→ **Required actions**:
[1] Answer these from the blog post about New Year's resolutions, one line each:
(a) What is turning into New Year's Cards?
(b) At what point in the month do the writer's resolutions come this year?
(c) What is the name of the blog?
[2] Please list every holiday named in the blog post about New Year's resolutions.
[3] Carry on the blog post about New Year's resolutions from its last sentence.

→ **Excerpt to read**:
****************
Writing was fairly non-existent this week, as I spent the time playing catch up on all of the big life issues we humans seem driven to tackle at the beginning of each year. I’m also a bit of procrastinator (which is why our Christmas cards haven’t gone out yet and are morphing into New Year’s Cards).
So it’s only natural that my New Year’s Resolutions come at the middle of the month instead of the beginning. (Keep in mind, this is better than years past, where resolutions might be made over a green beer on St. Patty’s Day! I get better with age).
I vacillated whether or not to put such a personal post out into the blogosphere, but in the end, I decided that hey—we are all human. We struggle, whether we tell each other we do, or whether we pretend to the world that we don’t. So here are some of my struggles. Don’t worry, I don’t plan to turn Heather’s Historical Hodgepodge into a journal to air my issues. But since it is still January and technically a New Year, I’m allowed. :)
****************
→ **Input data**:
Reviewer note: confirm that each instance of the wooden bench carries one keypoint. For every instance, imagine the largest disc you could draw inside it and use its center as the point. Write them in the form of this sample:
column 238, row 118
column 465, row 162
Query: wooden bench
****************
→ **Replies**:
[1]
(a) The Christmas cards, which haven't gone out yet.
(b) The middle of the month.
(c) Heather's Historical Hodgepodge.

[2] Christmas, New Year's, St. Patty's Day

[3]
This year, making resolutions was a little harder than some. You see, my birthday is in December and I am now officially closer to 40 than I am 30 and I’m starting to feel the sand slipping a bit. There’s a little more pressure to conquer the personal goals that have always seemed to conquer me. There are the memories of failures past, taunting me…you’ve failed for 35 years, what makes you think this year will be any different? You’re set in your ways…can’t teach an old dog…blah blah blah.
Therefore, instead of writing, I spent the last week making plans. Plans to succeed. What will it take to get healthier so that I can be there for my son when he’s my age and hopefully beyond? How am I going to use my time effectively so that I can be the mother I want to be AND the wife I want to be AND be a successful writer AND get in better shape AND eat/live healthier AND set the life examples I want my son to emulate? How am I going to live in the moment and enjoy life as it comes rather than feeling like I’m on the downhill slide? How am I going to live without fear and guilt, and instead with joy?
I really looked at what has caused me to fail in the past: my expectations of myself, my emotional triggers, my perspective, how I lose control of my days and my time reacting instead of being proactive, how I start so well only to revert back to form. I also had a stern talk with myself: I don’t have to be perfect to succeed, but I do have to plan to succeed. Some days, I’m not going to win them all…that’s no reason to get down or give up. I can be patient and still be persistent. I have to live one day at a time.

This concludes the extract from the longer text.